次に示す行のうち、文字列「hand」を含む行をすべてそのまま書き出しなさい。大文字と小文字は区別するものとする。

++++++++

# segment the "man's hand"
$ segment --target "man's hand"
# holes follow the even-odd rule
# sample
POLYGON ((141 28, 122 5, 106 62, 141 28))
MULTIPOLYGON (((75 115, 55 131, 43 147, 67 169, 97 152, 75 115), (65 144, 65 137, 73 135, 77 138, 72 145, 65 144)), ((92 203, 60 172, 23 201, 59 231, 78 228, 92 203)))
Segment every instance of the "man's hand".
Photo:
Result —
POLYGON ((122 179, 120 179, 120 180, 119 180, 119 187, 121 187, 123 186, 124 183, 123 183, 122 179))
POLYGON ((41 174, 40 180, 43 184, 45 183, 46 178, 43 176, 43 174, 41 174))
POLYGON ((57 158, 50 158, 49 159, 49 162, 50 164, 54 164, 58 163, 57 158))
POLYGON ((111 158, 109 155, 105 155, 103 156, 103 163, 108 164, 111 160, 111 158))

++++++++

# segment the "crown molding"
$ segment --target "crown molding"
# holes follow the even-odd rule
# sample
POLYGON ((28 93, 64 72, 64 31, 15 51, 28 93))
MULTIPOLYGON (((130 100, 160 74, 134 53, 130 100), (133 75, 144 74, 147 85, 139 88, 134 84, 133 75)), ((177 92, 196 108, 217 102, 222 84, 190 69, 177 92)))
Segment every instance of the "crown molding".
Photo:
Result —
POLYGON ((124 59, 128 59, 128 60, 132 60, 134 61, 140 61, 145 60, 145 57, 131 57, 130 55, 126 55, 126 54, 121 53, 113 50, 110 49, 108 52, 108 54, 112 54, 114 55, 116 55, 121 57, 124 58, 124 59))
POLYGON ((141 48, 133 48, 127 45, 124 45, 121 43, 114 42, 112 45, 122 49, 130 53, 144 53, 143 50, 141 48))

++++++++

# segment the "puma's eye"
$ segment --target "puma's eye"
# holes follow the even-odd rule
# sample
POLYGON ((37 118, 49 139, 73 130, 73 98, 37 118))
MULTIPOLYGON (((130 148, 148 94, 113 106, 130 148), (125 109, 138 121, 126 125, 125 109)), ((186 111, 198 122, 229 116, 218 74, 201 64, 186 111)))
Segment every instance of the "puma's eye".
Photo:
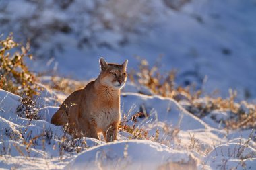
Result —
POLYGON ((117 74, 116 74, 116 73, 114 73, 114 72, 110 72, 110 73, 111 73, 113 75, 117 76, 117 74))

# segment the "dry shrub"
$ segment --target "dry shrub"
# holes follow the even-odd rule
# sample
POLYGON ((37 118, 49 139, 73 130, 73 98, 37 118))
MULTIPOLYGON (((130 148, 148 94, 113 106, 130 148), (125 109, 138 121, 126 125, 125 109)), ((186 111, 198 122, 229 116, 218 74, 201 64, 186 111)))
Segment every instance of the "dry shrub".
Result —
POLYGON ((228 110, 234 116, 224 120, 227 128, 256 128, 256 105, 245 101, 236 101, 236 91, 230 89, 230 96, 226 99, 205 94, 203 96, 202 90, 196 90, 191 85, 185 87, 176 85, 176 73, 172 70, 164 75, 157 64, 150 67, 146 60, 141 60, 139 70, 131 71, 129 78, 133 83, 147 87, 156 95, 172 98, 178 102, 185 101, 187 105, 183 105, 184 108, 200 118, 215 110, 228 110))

++++++++

**解答全文:**
# segment the "man's hand"
$ segment --target "man's hand"
Segment every instance of the "man's hand".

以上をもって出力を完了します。